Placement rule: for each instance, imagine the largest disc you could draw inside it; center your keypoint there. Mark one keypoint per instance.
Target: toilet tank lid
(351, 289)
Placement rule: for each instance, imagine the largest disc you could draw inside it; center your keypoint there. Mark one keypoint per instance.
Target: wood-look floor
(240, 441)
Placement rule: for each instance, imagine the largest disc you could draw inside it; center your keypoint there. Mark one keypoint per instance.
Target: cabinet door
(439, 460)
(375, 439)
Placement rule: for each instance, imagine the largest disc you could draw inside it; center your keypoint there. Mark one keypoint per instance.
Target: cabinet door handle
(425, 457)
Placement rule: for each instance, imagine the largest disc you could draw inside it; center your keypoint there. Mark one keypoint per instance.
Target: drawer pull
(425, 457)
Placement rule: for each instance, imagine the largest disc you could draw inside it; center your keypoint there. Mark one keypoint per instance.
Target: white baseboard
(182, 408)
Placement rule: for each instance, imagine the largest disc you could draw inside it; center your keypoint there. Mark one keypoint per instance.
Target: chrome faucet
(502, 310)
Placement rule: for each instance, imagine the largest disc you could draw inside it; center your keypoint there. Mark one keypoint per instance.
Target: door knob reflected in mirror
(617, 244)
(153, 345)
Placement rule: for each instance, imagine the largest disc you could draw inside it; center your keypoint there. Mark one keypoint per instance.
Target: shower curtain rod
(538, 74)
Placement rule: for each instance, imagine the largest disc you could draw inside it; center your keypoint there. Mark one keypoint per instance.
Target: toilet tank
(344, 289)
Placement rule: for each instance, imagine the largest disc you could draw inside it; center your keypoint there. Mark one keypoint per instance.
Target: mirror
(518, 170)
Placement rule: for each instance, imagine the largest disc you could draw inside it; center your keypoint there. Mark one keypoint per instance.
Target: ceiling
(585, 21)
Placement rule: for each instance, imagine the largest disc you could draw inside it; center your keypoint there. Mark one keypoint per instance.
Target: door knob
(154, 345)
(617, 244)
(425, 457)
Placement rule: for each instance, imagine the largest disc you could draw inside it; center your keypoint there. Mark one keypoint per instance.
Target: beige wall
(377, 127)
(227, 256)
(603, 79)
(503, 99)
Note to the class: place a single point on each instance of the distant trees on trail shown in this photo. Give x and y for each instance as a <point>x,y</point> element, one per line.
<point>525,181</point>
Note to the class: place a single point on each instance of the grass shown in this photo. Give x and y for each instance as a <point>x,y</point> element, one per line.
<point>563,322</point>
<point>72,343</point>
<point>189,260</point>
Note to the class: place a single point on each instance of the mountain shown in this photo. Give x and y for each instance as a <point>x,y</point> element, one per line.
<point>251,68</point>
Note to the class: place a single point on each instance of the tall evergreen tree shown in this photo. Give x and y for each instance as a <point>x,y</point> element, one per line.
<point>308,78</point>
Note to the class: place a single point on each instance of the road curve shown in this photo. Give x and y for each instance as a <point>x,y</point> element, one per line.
_ _ _ _
• [WORK REQUIRED]
The material above must be returned in full, exactly as written.

• [EXERCISE RESPONSE]
Placement rule: for each instance, imagine the largest disc you could draw inside it; center your keypoint there. Mark one keypoint per instance.
Target: toilet tank lid
(351, 289)
Placement rule: for each instance, imagine the largest disc you could draw inside it; center your keypoint there. Mark one keypoint per instance.
Target: wood-look floor
(240, 441)
Placement rule: for each instance, imagine the largest disc you could draw inside it; center your keypoint there. Mark one keypoint per instance.
Target: cabinet door
(439, 460)
(375, 439)
Placement rule: for each instance, imagine the largest disc you could draw inside it; center your keypoint there. Mark one keypoint per instance.
Target: cabinet door handle
(425, 457)
Placement rule: for each instance, imagine the largest disc you could draw inside it; center your keypoint there. Mark one keypoint per instance.
Target: drawer pull
(425, 457)
Placement rule: for each instance, imagine the largest disc you could draw inside it; center your keypoint there. Mark one keypoint per instance.
Target: white baseboard
(182, 408)
Placement rule: for each instance, imagine the largest disc you could draw inside it; center your keypoint there. Mark one keypoint per instance.
Target: chrome faucet
(502, 310)
Placement rule: for each instance, imagine the largest disc you could draw inside it; center your keypoint there. Mark one keypoint per instance.
Target: door knob reflected in mirror
(617, 244)
(153, 345)
Placement rule: for each instance, imagine the largest disc you could draw inside it; center your keypoint there. Mark one keypoint per instance.
Target: shower curtain rod
(538, 74)
Placement rule: for each instance, imagine the largest disc you could draw inside it; center your keypoint there. Mark one keypoint per instance.
Target: toilet tank
(344, 289)
Placement rule: for each instance, imagine the largest disc you could draw inside it; center your keypoint there. Mark one keypoint per instance.
Target: mirror
(518, 170)
Placement rule: for each instance, imagine the largest disc you could draw inside it; center your keypoint there. Mark one keypoint per instance.
Target: ceiling
(585, 21)
Placement rule: for each instance, imagine the largest disc you could draw inside it; center your keypoint there. Mark one keypoint per instance.
Target: door knob
(154, 345)
(617, 244)
(425, 457)
Placement rule: for each instance, imagine the largest disc you could draw inside it; center your keypoint there. Mark one keypoint per instance.
Target: beige wall
(377, 127)
(227, 256)
(603, 79)
(503, 99)
Note to the class: place a single point on each instance of the distant trees on trail shown in this photo. Give x and y for each instance as a <point>x,y</point> element, one per line.
<point>525,181</point>
Note to the class: place a single point on each instance of the grass shown in this photo. Give x and y for each instance as a <point>x,y</point> element, one per line.
<point>563,322</point>
<point>72,343</point>
<point>189,260</point>
Note to the class: place a single point on each instance of the mountain shown in this photo. Give x and y for each instance as a <point>x,y</point> element, one per line.
<point>251,68</point>
Note to the class: place a single point on each instance of the tall evergreen tree shown in this photo. Give x and y for each instance as a <point>x,y</point> element, one per line.
<point>308,78</point>
Note to the class: place a single point on each instance of the road curve shown in this photo. Give x and y for each instance as a <point>x,y</point> element, one per line.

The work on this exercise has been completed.